● **INFORMATION SUPPLIED**
* Begin *
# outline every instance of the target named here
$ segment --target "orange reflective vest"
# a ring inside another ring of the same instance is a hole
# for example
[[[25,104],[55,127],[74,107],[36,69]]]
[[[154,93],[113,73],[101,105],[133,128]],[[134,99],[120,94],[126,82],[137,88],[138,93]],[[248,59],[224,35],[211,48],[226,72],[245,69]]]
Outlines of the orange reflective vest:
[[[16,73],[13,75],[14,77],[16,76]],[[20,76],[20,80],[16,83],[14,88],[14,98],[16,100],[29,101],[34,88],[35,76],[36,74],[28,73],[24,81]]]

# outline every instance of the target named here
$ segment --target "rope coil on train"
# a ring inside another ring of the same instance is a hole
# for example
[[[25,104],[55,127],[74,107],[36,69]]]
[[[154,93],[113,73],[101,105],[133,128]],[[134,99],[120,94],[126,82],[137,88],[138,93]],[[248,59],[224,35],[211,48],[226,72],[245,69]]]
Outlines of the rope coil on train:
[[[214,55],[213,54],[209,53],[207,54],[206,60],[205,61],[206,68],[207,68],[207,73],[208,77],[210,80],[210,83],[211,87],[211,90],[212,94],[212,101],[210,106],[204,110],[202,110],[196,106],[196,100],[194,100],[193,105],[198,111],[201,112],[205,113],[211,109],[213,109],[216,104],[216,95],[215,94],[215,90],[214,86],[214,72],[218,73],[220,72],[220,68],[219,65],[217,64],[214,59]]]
* End *
● **WORK TO DO**
Pull out each line from the entries above that contains the string "train", and copy every such line in full.

● **RESULT**
$ segment --target "rope coil on train"
Outlines of the rope coil on train:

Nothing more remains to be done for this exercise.